-- Begin Data --

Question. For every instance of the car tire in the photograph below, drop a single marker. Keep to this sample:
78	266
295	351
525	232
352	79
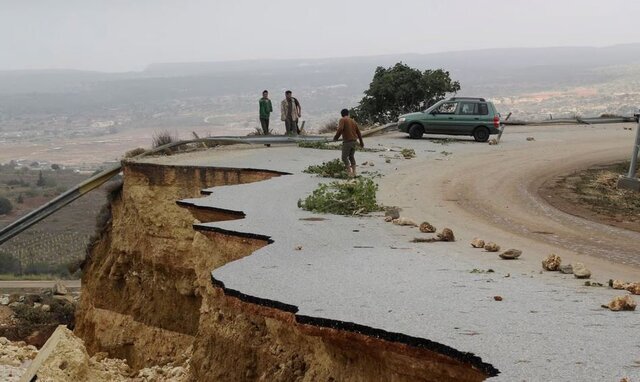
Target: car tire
415	131
481	134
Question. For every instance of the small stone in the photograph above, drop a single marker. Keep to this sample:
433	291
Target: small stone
60	289
446	235
511	254
477	243
621	303
404	221
491	247
618	284
551	262
580	271
634	288
425	227
566	269
393	212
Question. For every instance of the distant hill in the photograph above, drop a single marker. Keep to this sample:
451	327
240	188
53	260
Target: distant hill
325	83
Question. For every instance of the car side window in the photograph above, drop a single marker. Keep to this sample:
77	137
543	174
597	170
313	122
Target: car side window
467	108
447	108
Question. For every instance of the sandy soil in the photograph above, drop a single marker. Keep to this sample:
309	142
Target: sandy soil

-- End Data --

Instruction ▸
Render all of the material above as a Markdown table with the columns "Row" and "Line", giving each nonblank line its own numbered row. Omit the picture.

The solution ▸
| Row | Line |
|---|---|
| 1 | Question. For every instance of the car tire in the photograph below, drop a single marker. Keep to this sample: |
| 2 | 78	266 |
| 3 | 295	351 |
| 4 | 525	232 |
| 5 | 352	79 |
| 6 | Target: car tire |
| 7 | 415	131 |
| 8 | 481	134 |
| 9 | Question. For every instance of the small stone in the photograph above, drop a single marker. Keep to this sample: |
| 10 | 433	291 |
| 11 | Target: small stone |
| 12 | 60	289 |
| 13 | 446	235 |
| 14 | 511	254 |
| 15 | 477	243 |
| 16 | 621	303 |
| 17 | 404	221 |
| 18 | 491	247 |
| 19 | 618	284 |
| 20 | 551	262 |
| 21 | 580	271 |
| 22 | 634	288 |
| 23 | 425	227 |
| 24 | 566	269 |
| 25 | 393	212 |
| 26 | Question. For every instance of the distant hill in the photograph above, drop a single marker. Keep to this sample: |
| 27 | 451	327 |
| 28 | 240	188 |
| 29 | 53	260 |
| 30 | Target: distant hill |
| 31 | 325	83 |
| 32 | Question. For every instance of the car side window in the photograph above, drop a single marker. Keep to this sample: |
| 33 | 77	137 |
| 34 | 543	174 |
| 35 | 597	170 |
| 36 | 313	122 |
| 37 | Target: car side window |
| 38 | 467	108 |
| 39 | 447	108 |
| 40 | Question. For every instance of the sandy soil in the photograph above, drop a single marker. Keep to this sample: |
| 41 | 309	142 |
| 42 | Target: sandy soil |